## Problem description:
Only the lines from the one containing "on the hillside" through the end of the entries should be repeated, exactly as they appear, first and last included.
-------- Dataset entries
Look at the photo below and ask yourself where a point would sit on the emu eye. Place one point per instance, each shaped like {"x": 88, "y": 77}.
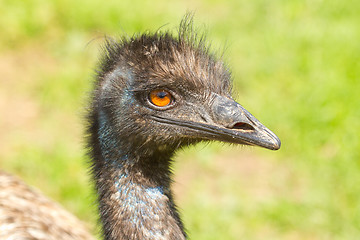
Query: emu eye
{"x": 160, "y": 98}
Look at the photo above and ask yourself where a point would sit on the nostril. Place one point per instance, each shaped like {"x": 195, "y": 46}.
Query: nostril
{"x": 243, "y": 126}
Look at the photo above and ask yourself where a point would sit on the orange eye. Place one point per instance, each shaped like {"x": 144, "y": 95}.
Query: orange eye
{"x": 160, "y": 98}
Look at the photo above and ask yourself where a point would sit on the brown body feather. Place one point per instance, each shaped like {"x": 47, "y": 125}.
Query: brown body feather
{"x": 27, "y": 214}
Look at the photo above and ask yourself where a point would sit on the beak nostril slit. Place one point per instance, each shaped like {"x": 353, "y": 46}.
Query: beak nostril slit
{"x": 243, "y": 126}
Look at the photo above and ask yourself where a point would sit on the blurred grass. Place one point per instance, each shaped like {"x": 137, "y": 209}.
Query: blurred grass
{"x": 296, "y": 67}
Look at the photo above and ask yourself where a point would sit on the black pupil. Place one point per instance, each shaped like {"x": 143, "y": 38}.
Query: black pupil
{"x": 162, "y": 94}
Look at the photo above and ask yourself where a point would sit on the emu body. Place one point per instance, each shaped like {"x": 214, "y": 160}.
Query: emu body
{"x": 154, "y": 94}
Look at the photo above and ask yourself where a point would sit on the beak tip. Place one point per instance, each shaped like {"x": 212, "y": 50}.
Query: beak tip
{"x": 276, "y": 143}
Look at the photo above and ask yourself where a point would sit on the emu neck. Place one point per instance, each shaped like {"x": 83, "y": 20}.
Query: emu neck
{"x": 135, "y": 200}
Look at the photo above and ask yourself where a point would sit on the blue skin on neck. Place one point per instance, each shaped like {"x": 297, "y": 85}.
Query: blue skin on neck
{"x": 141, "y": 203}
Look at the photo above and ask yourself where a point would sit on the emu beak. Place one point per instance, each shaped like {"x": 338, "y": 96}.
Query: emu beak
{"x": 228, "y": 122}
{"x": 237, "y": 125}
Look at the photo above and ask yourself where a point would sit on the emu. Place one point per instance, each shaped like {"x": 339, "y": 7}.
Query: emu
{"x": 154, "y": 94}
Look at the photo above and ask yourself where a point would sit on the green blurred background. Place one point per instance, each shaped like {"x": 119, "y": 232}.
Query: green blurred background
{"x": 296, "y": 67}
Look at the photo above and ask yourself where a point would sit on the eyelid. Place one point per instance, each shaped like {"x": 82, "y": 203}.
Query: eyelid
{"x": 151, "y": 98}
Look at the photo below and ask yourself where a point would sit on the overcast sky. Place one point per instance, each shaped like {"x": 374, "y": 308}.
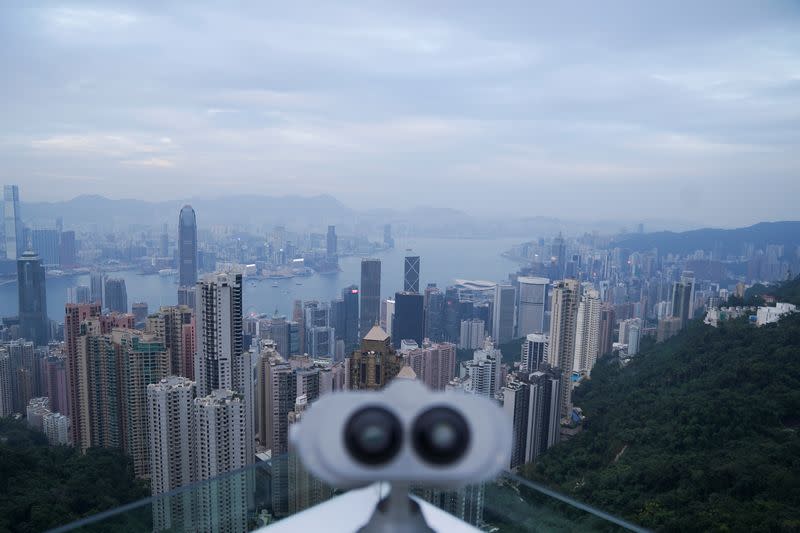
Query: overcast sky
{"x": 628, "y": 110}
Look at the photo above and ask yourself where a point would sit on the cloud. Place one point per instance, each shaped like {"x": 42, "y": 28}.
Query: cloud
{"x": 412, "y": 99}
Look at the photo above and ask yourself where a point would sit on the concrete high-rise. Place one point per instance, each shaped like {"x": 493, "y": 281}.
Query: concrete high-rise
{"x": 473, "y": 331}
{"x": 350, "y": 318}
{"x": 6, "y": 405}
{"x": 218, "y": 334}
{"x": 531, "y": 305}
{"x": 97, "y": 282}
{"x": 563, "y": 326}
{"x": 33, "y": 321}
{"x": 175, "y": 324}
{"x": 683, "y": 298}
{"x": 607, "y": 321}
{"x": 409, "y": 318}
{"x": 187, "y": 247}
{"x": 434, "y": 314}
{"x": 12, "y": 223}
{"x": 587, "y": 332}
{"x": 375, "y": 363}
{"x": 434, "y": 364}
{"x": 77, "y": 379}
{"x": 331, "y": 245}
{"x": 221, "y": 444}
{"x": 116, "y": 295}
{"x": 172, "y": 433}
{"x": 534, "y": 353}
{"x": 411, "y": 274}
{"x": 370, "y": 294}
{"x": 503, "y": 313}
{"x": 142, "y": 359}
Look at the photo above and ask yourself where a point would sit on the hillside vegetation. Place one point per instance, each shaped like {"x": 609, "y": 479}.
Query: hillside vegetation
----------------
## Final result:
Look at the photo above and ask yourself where a point would sit on the hillside vegetation. Place one point per instance, each shaped like {"x": 609, "y": 479}.
Query: hillside vegetation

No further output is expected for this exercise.